BEGIN Provided entries
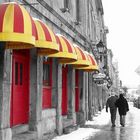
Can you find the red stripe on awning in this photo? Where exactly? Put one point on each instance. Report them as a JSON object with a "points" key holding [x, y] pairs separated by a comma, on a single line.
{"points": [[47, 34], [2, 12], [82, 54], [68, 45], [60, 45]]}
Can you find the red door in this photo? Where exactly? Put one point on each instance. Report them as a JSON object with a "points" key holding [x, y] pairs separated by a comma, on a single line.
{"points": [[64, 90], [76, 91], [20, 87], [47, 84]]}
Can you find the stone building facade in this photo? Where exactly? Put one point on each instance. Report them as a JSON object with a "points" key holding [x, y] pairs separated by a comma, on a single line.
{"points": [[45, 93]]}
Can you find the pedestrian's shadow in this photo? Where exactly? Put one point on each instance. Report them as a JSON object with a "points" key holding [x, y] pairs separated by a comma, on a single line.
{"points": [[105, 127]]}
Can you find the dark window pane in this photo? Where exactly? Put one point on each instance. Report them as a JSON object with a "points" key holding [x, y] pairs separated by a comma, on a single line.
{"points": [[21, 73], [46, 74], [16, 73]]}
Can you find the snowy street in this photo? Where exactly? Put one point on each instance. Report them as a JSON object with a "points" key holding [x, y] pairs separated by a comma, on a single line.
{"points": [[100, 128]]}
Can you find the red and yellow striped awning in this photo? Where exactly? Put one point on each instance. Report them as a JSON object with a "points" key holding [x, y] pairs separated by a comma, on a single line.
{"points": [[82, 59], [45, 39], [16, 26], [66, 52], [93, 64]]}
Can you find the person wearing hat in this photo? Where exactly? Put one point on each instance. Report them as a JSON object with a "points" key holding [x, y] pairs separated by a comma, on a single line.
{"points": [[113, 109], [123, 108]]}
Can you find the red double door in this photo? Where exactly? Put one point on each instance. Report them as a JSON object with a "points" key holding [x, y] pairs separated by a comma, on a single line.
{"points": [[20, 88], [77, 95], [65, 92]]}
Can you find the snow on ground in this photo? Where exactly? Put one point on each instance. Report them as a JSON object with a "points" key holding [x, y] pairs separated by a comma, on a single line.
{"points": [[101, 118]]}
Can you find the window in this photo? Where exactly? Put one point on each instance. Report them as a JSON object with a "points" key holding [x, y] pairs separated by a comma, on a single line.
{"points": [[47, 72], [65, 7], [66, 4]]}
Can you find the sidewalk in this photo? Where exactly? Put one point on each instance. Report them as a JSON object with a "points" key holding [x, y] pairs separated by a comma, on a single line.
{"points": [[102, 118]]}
END Provided entries
BEGIN Provided entries
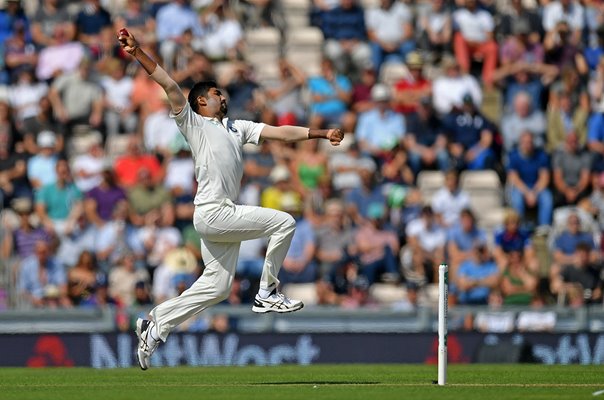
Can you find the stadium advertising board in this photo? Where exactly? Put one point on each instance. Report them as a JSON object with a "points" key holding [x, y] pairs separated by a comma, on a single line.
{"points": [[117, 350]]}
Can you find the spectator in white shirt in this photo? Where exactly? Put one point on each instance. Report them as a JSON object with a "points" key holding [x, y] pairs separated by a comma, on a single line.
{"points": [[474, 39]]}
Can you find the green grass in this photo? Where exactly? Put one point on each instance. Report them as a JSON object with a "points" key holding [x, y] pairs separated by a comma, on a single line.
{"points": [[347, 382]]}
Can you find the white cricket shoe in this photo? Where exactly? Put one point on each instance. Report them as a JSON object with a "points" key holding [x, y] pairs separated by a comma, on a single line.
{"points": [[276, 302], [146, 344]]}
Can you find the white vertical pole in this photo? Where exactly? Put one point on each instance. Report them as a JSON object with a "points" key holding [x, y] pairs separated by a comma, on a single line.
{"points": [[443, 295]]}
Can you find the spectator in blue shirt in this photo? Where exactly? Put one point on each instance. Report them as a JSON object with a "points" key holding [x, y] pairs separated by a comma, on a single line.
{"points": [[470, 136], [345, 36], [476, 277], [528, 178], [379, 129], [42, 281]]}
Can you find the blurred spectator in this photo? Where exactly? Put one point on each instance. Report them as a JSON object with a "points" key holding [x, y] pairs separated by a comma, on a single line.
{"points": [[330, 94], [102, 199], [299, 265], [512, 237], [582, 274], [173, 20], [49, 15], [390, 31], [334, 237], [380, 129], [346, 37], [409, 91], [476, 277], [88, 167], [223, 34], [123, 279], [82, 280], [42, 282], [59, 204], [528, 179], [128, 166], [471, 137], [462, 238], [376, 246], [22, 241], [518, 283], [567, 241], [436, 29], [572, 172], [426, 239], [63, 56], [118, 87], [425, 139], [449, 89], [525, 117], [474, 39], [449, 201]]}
END Provided entries
**Direction**
Pick out every line of the rows above that contains the word "vertical", and copy each one in full.

**Exercise answer**
Can you find the white vertical pole in this photo? Where exactly? Put one point on each instance. Report them as a JSON object with a "points" key holding [x, y] pairs separated by a comma, on a single line.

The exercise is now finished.